◆ **AIM OF THE EXERCISE**: Restate each of the lines given below, word for word.

◆ **EXERCISE INPUTS**:
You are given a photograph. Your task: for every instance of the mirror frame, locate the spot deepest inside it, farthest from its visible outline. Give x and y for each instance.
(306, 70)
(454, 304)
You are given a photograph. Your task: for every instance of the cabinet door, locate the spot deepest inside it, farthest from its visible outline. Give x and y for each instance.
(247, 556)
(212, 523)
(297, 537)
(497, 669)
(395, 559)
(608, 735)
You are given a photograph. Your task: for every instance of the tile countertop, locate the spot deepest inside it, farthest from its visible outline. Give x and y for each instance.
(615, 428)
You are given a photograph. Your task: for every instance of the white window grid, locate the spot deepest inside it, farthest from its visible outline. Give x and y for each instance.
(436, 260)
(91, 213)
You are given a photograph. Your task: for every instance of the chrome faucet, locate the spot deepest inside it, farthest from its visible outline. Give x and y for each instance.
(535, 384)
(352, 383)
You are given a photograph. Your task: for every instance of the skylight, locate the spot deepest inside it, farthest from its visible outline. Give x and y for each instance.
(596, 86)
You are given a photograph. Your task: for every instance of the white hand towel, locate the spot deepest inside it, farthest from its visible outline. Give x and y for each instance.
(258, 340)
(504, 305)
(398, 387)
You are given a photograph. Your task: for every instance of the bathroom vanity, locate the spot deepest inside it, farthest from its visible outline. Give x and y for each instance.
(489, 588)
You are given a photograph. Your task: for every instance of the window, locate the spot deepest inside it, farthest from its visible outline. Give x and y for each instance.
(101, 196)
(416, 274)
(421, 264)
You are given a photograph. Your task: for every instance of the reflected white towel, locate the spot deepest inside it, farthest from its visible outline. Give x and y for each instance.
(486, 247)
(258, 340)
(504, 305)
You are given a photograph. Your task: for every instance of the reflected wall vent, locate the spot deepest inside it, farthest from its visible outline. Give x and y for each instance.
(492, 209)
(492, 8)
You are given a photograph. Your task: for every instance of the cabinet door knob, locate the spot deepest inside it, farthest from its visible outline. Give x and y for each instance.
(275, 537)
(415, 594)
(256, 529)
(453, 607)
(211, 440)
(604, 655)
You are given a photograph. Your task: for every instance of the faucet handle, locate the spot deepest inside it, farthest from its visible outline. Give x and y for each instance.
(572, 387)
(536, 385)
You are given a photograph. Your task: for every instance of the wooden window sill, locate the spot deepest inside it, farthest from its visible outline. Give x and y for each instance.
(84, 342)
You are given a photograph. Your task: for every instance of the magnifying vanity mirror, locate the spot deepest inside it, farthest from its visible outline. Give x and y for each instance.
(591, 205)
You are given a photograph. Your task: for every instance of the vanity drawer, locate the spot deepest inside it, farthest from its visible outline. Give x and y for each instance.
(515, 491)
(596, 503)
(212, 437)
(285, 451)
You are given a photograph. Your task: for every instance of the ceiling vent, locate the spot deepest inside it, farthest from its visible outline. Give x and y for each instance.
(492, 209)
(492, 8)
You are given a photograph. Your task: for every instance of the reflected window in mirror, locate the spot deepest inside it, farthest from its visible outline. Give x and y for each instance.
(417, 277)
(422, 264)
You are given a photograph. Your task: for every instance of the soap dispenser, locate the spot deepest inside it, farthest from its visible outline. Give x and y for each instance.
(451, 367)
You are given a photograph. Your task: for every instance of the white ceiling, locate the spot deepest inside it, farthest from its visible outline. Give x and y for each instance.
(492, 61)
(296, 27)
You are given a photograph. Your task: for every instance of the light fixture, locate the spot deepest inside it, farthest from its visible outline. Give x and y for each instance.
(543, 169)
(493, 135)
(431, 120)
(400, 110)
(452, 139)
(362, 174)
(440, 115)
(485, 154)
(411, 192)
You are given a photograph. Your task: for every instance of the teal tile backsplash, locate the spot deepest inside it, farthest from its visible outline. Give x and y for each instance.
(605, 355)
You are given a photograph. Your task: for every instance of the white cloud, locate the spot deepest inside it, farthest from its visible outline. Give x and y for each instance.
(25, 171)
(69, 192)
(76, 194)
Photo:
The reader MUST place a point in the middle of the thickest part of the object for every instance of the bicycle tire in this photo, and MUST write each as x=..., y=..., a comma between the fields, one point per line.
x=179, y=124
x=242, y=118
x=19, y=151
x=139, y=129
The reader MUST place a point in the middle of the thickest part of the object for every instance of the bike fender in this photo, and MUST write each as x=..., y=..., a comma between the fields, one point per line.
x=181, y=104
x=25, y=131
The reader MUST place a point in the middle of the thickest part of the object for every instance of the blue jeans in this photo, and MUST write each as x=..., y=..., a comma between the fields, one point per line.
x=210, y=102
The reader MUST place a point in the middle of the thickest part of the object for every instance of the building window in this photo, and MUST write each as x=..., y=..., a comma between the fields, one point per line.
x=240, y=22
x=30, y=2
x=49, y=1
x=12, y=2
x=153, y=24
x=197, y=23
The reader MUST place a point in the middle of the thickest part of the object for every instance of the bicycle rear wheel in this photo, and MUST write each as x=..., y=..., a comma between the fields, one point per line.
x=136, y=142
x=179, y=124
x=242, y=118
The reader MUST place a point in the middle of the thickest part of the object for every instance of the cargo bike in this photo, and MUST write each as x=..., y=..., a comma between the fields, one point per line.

◆ **ANSWER SECTION**:
You are given a photograph. Your task: for every instance of the mirror frame, locate the spot deepest inside it, farthest from its visible outline. Give x and y for each instance.
(306, 70)
(454, 304)
You are given a photograph. Your task: for every instance of the cabinet door, locate the spot deepest inside it, farthest from its visible outline. Give x and y for each instance.
(247, 556)
(212, 523)
(297, 537)
(497, 669)
(395, 559)
(608, 735)
You are given a photograph. Your task: for every instance of the tile countertop, locate the spot deepest inside it, farthest from its visible outline. Give x and y for each instance.
(615, 428)
You are given a photograph. Your task: for every instance of the white window grid, locate the spot deepest inside it, farthest from its visible outline. Give x and y for each instance.
(436, 260)
(91, 213)
You are given a photograph. Your task: for every instance of the chrome faucet, locate the spot deepest inside it, farthest from its visible outline. Give x and y for each instance.
(535, 384)
(352, 383)
You are given a photograph. Your task: for every instance of the skylight, locate the spot deepest inside it, farthest from its visible outline. Give x and y for each instance.
(596, 86)
You are given a photograph. Your task: for every instance of the white hand towel, locate the spot deepest inside it, farthest from its visible outline. Give x and y for each instance.
(258, 340)
(504, 305)
(398, 387)
You are given a photograph. Your task: for every instance of the bathroom vanity, locate the spot deepest inside it, farthest from its visible outline. Give x and y for each instance.
(489, 588)
You are given a photograph. Your task: for every instance of the window, locate the spot deepest inside it, farthest from its visible outline. Give x and y for each instance.
(101, 196)
(416, 274)
(421, 264)
You are given a photograph. Your task: for every instance of the reflected white towel, locate the spot deepest inside it, farthest from its visible outline. Give x and y for each instance.
(486, 247)
(258, 340)
(504, 305)
You are given a photograph. Your task: for every instance of the reflected wall vent, locate the spot deepest inside it, farthest from its visible outline. Give x and y for each instance.
(492, 209)
(492, 8)
You are given a photograph. Your task: for every instance of the cabinet door knob, locate the spot deepest inside it, farthest from its visible outline. Give x and y for each instance.
(275, 537)
(415, 594)
(256, 529)
(453, 607)
(211, 440)
(604, 655)
You are given a photograph. Your task: for every instance of the faucet handle, locate the spot deepest inside it, farthest from its visible outline. Give x and y for each instance.
(572, 387)
(536, 385)
You are given a photograph. Your task: for every instance of the wooden window sill, locate the spot deepest inside it, farthest from its visible outline. Give x and y for each instance.
(84, 342)
You are given a photograph. Your task: for every instance of the magnifying vanity mirror, locate the spot deepest inside it, farthest from its visible outline. Give x and y for each instance.
(591, 205)
You are given a photograph. Your task: for every instance of the vanity drawer, locate the spot deepest inside it, farthest from its visible outline. Give x and y for each instance.
(515, 491)
(596, 503)
(212, 437)
(285, 451)
You are given a photograph. Your task: for every instance of the ceiling vent, locate the spot deepest inside it, farthest from its visible outline. Give x and y for each instance.
(492, 209)
(492, 8)
You are given a photograph. Your task: for every instance of the reflected window in mirror, locate the spot deepest inside it, farthest from its visible outline. Give x and y for each instance.
(417, 277)
(422, 264)
You are given a photograph. Your task: for every instance of the soap dispenser, locate the spot deepest inside it, farthest from its visible outline. Give x and y for each instance.
(451, 367)
You are given a photograph. Your task: for every instance of the white ceiling, locate the spot deepest inside it, farthest from its visible outline. Give x and y for each instance.
(492, 61)
(296, 27)
You are given a photograph. Your task: for every instance of the light fixture, locate the spot deepest inside it, farthest from its visible outline. Give x and y for each instance.
(543, 169)
(493, 135)
(431, 120)
(400, 110)
(452, 139)
(362, 174)
(440, 115)
(485, 154)
(411, 192)
You are given a photograph. Your task: for every instance of the teal tile backsplash, locate the spot deepest inside it, farthest from its visible outline. Give x and y for each instance.
(605, 355)
You are given a photograph. Your task: for every instance of the white cloud, locate the spot deepest inside it, farthest from its visible outline. Give x and y for each instance.
(25, 171)
(69, 192)
(76, 194)
Photo:
The reader MUST place a point in the middle of the thickest part of the object for every instance of the bicycle tire in this photo, and MUST write each as x=..., y=..., a comma between the fields, one point per line.
x=179, y=124
x=242, y=118
x=19, y=151
x=139, y=129
The reader MUST place a point in the middle of the thickest part of the object for every instance of the bike fender in this photo, and MUST write each as x=..., y=..., a comma between the fields, one point per line.
x=181, y=104
x=25, y=131
The reader MUST place a point in the middle of the thickest part of the object for every instance of the blue jeans in this photo, and MUST write each as x=..., y=..., a comma between the fields, one point per line.
x=210, y=102
The reader MUST place a point in the middle of the thickest part of the object for every instance of the building window in this photo, and MUST write each as x=..., y=..., a comma between the fields, one point per line.
x=240, y=22
x=30, y=2
x=49, y=1
x=12, y=2
x=153, y=24
x=197, y=23
The reader MUST place a point in the middle of the thickest part of the object for every instance of the bicycle rear wheel in this photo, and MUST write each as x=..., y=..., a comma between the fields, one point per line.
x=136, y=142
x=179, y=124
x=242, y=118
The reader MUST place a point in the middle of the thickest part of the object for every instance of the cargo bike in this photo, and MUST write each as x=..., y=..., a comma between the fields, one point per line.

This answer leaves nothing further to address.